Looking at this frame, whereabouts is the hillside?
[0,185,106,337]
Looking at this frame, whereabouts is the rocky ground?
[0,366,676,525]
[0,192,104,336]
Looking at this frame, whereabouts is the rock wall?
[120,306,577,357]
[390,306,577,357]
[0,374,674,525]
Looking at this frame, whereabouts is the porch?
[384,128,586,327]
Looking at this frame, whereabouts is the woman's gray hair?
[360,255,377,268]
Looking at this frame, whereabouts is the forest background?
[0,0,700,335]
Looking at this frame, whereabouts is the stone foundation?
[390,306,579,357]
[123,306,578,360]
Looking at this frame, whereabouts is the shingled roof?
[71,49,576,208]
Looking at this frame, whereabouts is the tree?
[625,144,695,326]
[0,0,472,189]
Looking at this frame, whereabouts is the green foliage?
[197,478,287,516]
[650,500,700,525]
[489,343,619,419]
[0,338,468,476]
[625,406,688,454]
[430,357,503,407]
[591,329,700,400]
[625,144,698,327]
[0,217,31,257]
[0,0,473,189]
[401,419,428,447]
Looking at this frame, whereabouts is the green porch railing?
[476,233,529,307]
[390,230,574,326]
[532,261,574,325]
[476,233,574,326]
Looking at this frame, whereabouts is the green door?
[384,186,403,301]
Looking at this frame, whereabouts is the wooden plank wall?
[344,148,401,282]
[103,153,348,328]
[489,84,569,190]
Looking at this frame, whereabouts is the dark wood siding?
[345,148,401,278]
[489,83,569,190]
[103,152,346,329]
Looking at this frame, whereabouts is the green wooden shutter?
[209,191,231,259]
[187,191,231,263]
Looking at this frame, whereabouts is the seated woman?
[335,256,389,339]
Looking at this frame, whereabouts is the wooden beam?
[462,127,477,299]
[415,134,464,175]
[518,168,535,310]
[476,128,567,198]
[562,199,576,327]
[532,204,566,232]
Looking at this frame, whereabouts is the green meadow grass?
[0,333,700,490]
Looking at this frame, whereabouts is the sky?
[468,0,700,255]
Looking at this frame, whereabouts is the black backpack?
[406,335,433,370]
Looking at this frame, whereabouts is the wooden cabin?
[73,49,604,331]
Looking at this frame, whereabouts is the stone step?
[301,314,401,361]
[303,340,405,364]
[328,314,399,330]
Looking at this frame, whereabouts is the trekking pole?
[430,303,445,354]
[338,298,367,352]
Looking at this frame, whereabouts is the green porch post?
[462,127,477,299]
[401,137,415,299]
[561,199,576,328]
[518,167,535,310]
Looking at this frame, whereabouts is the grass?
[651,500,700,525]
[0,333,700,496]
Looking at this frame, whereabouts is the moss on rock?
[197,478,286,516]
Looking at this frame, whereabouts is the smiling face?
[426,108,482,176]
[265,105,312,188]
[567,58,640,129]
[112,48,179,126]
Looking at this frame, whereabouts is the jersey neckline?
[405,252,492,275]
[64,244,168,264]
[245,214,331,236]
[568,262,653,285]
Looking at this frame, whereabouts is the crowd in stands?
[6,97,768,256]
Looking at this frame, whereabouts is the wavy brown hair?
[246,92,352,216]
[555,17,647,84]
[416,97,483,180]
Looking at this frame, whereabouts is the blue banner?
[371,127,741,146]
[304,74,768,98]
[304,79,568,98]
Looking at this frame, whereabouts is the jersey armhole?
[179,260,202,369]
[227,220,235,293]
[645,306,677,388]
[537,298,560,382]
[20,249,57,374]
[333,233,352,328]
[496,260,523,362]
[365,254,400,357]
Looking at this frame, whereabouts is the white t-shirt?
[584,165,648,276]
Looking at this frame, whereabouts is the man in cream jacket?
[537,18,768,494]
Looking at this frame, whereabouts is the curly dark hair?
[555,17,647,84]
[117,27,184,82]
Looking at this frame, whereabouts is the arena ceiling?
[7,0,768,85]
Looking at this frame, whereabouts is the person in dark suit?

* * * * * * * * *

Reproduce the records from the line that contains "Looking at this frame, whereabouts is the green porch post?" through the end of the records, including the requests, and add 136 to every bounding-box coordinate in the answers.

* **Result of the task**
Looking at this frame, whereabouts is the green porch post?
[598,263,613,435]
[537,273,551,435]
[697,335,712,464]
[654,303,671,446]
Looking at this frame, whereabouts is the grass?
[787,636,836,661]
[136,469,836,632]
Looking at this frame, whereabouts is the moss on rock?
[333,614,422,652]
Looking at this frame, whereabouts is the smiling face?
[562,244,618,312]
[401,241,448,324]
[703,194,776,265]
[248,184,315,262]
Looking at this frame, whereabouts is the jersey neckline?
[541,388,628,411]
[200,380,304,400]
[381,350,467,372]
[704,398,789,421]
Looking at this frame, whereabouts is the crowd in stands?
[142,233,904,392]
Looking at this frame, whereabouts is the wavy brown hair?
[382,228,488,352]
[691,153,783,220]
[552,233,619,316]
Looking at this frame, whereabouts is the blue banner?
[507,263,877,282]
[440,210,904,234]
[440,215,704,234]
Looking at this frame, whereabouts is the jersey armhole?
[315,396,338,505]
[363,356,371,429]
[781,442,813,524]
[673,434,696,518]
[156,385,193,510]
[469,369,488,464]
[632,396,659,498]
[501,390,536,493]
Looking at this frame, whereabouts is the white t-shirt?
[720,301,784,412]
Looking at this frame, whereabouts is the man in cream jacket?
[673,154,904,630]
Looking at this frame, whereabouts is the curly dark hair?
[691,153,783,220]
[253,163,320,218]
Looking at this frame, whereabouts is the arena ceiling?
[143,136,904,221]
Looking at this frame, whereabouts is the person in dark suit?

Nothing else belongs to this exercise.